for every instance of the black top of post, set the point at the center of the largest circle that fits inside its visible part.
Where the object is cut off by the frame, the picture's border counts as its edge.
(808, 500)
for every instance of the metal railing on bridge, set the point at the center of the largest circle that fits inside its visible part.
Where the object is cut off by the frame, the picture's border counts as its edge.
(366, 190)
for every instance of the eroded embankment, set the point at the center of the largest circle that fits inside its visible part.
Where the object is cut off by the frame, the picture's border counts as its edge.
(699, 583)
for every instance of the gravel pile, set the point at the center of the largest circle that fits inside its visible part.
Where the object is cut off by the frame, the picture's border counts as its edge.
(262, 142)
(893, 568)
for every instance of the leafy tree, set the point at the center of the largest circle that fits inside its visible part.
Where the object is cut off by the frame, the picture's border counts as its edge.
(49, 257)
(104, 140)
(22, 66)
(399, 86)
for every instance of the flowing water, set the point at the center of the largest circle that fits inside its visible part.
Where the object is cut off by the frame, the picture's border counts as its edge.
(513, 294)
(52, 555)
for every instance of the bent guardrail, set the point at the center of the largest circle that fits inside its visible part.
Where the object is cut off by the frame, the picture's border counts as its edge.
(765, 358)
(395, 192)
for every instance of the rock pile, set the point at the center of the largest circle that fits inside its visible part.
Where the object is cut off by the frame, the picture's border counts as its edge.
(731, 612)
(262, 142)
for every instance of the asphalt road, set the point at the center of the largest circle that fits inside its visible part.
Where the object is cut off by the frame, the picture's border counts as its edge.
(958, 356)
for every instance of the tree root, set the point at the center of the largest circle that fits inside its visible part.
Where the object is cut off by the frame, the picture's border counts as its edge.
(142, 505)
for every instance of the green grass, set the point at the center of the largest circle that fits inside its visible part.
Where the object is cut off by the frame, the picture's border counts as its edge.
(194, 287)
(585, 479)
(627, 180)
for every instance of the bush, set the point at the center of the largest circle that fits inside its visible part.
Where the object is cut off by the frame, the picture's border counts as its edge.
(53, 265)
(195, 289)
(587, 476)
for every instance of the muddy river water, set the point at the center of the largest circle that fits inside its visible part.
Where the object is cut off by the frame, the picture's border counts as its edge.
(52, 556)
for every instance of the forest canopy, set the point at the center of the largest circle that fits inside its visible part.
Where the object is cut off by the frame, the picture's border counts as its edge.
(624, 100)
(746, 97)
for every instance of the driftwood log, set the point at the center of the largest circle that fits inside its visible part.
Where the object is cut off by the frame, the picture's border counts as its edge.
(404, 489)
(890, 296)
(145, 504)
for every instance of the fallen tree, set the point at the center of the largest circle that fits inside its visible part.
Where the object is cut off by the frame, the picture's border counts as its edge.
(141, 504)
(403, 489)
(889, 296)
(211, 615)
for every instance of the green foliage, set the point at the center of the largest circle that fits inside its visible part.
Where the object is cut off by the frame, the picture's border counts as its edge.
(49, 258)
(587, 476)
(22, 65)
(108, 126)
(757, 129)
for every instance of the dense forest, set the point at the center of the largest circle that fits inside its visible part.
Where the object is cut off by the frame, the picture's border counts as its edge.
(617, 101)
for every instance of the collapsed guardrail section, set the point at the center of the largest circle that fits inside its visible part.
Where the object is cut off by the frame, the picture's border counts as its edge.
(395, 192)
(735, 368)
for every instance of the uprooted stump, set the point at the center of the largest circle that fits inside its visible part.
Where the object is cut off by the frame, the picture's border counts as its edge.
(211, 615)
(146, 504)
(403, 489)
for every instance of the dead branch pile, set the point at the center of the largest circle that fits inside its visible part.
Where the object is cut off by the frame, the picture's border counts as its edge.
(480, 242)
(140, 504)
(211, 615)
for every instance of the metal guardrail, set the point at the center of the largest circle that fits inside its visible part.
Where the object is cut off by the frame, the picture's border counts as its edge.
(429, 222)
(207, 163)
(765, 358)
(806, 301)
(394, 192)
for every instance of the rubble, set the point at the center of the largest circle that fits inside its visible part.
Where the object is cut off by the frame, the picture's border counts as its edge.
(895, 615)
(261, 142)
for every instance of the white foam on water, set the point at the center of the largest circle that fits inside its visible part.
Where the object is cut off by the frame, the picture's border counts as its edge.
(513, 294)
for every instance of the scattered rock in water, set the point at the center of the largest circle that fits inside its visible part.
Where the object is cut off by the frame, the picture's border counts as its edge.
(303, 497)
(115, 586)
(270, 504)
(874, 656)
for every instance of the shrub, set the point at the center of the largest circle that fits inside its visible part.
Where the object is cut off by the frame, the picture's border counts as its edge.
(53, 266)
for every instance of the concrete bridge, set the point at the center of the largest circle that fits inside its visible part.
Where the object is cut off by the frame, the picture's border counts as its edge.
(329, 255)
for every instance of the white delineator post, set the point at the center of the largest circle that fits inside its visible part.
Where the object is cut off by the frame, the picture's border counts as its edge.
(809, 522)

########

Task description —
Reproduce the entire listing above verbatim, from the first line to the last.

Finished exercise —
for every instance of the black top of post, set the point at the center of the largest circle that fits inside its visible part.
Where the object is cut off by the frame, the picture's border counts as its edge.
(808, 500)
for every instance of the metal railing on bridge, set the point at the center of the largest circle that fits inside its visible part.
Where the object is cut off by the frame, the picture's border counts as its edge.
(366, 190)
for every instance of the eroded embankment, set the point at the center of the largest circle that fits inside its visible part.
Where the object is cut off by the frame, the picture's border counts as its edge.
(699, 583)
for every instance of the gravel pile, set the point at the center of the largest circle that fits inside its visible part.
Where the object is cut off by the frame, the picture's border counts as its edge.
(262, 142)
(893, 568)
for every instance of the leafy tree, set the point at the center of the largest circle that fits inside its visible part.
Where the object is cut off by the frame, the picture's border counts as its edge.
(49, 257)
(104, 140)
(22, 66)
(399, 86)
for every instance of the flowing water, set the point at the center of the largest circle that fits inside its visible part.
Where the object is cut off by the frame, the picture's border counts as its edge.
(513, 294)
(52, 555)
for every instance of the bent guardrail, set the point at the center of the largest circle that fits inside its visible part.
Where the object is cut off by the frame, the picture's border counts as its edge.
(765, 358)
(395, 192)
for every instance of the rock pile, set the point at the center of the largest circle that fits inside its visible part.
Where the object is cut off by the frame, the picture's border counts as its edge.
(731, 612)
(262, 142)
for every instance of the asphalt road, set the point at the center of the largest circle that fits inside its visible part.
Where the object is cut off by the frame, the picture's border counts as its edge.
(958, 356)
for every instance of the tree root, set the point at the center of the largest circle that fits inside its visible part.
Where the object is cut off by the frame, the picture's border counts as its edge.
(142, 505)
for every instance of the green grass, set the point at the center of the largest circle that fits inside its visible part.
Where the object is cut off by the frame, the picture's border counts as its edge.
(194, 287)
(585, 479)
(627, 180)
for every instance of the bush, set the point at the center of the largest circle that fits inside its visible part.
Where the object is cut off by the frame, the picture's border counts as its edge.
(53, 265)
(195, 289)
(587, 476)
for every instance of the muddy river water, set the point at the center of the largest circle that fits inside its visible part.
Where the object is cut off by the frame, the picture's border counts as its edge.
(52, 556)
for every instance of the forest canopy, set the point at the center of the largest circle that fits inside its visible part.
Where the object is cut off by the frame, the picture's border counts as its edge.
(624, 100)
(746, 97)
for every instance of the driftwood log, set the point at the center of the largest circle that fits inside its visible part.
Where the object is cut off by the frame, the picture's border counts as its edge.
(404, 489)
(890, 296)
(145, 504)
for every instance of the fallen tree, set the point at the center of the largest circle that fits inside its visible part.
Where the object is cut off by the frame, the picture's border counts as its edge.
(141, 504)
(403, 489)
(889, 296)
(211, 615)
for every instance of the green foliage, set the point at the center of the largest circle that fits inside its visible part.
Where the object is cut off by the frame, the picture's border counts as its edge.
(49, 258)
(587, 476)
(22, 65)
(108, 126)
(757, 129)
for every instance of the dense forest, set the point at the center of the largest circle that fits inside its visible part.
Where the object is cut off by the frame, the picture's border counts as its edge.
(617, 101)
for every instance of the collapsed guardrail section, set the point at the center of the largest circle that fits inside its visible part.
Where the object is cut off by the frame, the picture's border counts as its edge.
(395, 192)
(735, 368)
for every instance of the uprooted stump, set the point at the center of the largest circle that fits inside its visible part.
Where the object is cut off by the frame, the picture's border counts as its edge.
(211, 615)
(146, 504)
(403, 489)
for every instance of the dead branch pile, set the point at the center of the largest circle that fits inside its visible part.
Where the object is cut off by the frame, the picture's border counts as its edge.
(480, 242)
(140, 504)
(211, 615)
for every instance of the metal guardrail, set the point at the center of the largest circle that fits inside its visible part.
Where the object is cut off by the frame, the picture's border counts as its edge.
(429, 222)
(207, 163)
(765, 358)
(806, 301)
(394, 192)
for every instance of the rubble, set the point at the center of the largest circle that fits inside its visible part.
Where the object is cut off by the frame, the picture's border counts as its edge.
(895, 615)
(261, 142)
for every instance of the white foam on water, set the point at the center of the largest circle that fits inside its visible part.
Where the object is cut off by the frame, the picture's border counts as its edge.
(513, 294)
for every instance of the scattered rock in water, set the point at the center of the largest circle that fits inside its visible part.
Where the object is cut off by the frame, the picture's border counts as its edge.
(303, 497)
(115, 586)
(270, 504)
(874, 656)
for every instance of the shrub, set the point at the center of the largest circle that fits inside its visible part.
Where the object is cut off by the frame, the picture's border counts as its edge.
(53, 266)
for every instance of the concrete bridge, set the point at the center of the largest circle that fits inside its visible part.
Where the object is cut off by the frame, the picture's border counts as its edge.
(329, 255)
for every instance of the white delineator post, set the point at the center of the largest circle that fits inside its visible part.
Where the object is cut off by the frame, the picture's border counts as its edge.
(809, 522)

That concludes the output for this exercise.